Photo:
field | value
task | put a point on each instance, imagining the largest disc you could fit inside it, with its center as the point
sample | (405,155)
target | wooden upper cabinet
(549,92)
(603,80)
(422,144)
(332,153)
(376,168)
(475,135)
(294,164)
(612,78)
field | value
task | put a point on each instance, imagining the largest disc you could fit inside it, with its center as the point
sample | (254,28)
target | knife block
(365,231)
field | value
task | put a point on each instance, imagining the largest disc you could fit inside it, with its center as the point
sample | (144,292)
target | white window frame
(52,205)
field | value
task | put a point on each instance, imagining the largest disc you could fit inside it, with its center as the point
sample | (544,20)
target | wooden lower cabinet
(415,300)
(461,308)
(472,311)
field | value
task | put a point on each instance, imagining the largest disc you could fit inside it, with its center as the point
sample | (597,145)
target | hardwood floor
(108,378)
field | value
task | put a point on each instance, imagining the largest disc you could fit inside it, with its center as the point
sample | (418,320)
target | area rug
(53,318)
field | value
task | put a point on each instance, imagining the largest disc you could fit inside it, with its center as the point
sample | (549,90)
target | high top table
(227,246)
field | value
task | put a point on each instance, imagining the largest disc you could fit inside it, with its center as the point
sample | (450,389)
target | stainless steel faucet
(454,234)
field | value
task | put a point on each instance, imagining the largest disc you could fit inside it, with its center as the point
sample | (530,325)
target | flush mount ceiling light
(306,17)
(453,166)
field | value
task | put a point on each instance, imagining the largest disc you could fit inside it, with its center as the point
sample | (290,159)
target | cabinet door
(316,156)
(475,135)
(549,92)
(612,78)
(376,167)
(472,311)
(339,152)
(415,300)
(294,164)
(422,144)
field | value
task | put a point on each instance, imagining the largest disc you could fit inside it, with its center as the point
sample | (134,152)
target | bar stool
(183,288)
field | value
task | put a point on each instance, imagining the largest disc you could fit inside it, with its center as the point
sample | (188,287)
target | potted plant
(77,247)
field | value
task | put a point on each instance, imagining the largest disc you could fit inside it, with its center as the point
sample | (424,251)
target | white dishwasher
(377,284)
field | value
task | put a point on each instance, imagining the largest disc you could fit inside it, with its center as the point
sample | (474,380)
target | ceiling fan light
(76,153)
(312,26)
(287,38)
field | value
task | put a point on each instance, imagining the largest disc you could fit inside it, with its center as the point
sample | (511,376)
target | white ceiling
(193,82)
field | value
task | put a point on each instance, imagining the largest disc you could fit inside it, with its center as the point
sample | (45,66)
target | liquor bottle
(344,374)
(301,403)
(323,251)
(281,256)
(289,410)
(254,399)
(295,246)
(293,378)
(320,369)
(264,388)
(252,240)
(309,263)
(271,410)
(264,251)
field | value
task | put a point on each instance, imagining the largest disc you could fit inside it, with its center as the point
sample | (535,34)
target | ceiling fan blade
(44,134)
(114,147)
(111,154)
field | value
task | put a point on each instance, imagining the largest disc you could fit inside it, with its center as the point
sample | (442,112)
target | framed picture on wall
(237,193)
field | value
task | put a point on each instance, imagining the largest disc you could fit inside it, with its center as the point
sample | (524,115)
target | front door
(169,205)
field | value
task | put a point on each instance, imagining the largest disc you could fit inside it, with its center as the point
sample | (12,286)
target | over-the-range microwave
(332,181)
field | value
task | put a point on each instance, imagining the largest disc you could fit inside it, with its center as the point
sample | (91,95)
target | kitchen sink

+-------+

Your objective: Your answer should be the lines above from the one containing "target | potted plant" through the one containing "sample | (45,66)", copied exactly and with both ends kept.

Output:
target | potted plant
(77,247)
field | value
task | put a point on each instance, imagining the largest disc you could fit inside it, with its center as the point
sample | (424,251)
target | white dishwasher
(377,284)
field | value
task | put a point on each instance, imagining the largest disc you could fit inside it, with its center as the point
sample | (474,380)
target | ceiling fan light
(76,153)
(312,26)
(287,38)
field | value
task | put a point on each instance, imagining the largest disc you could fit inside it, with its center as the point
sample | (511,376)
target | white ceiling
(193,82)
field | value
task | put a point on each instance, imagining the largest disc you could fit inside it, with its center as the point
sample | (45,66)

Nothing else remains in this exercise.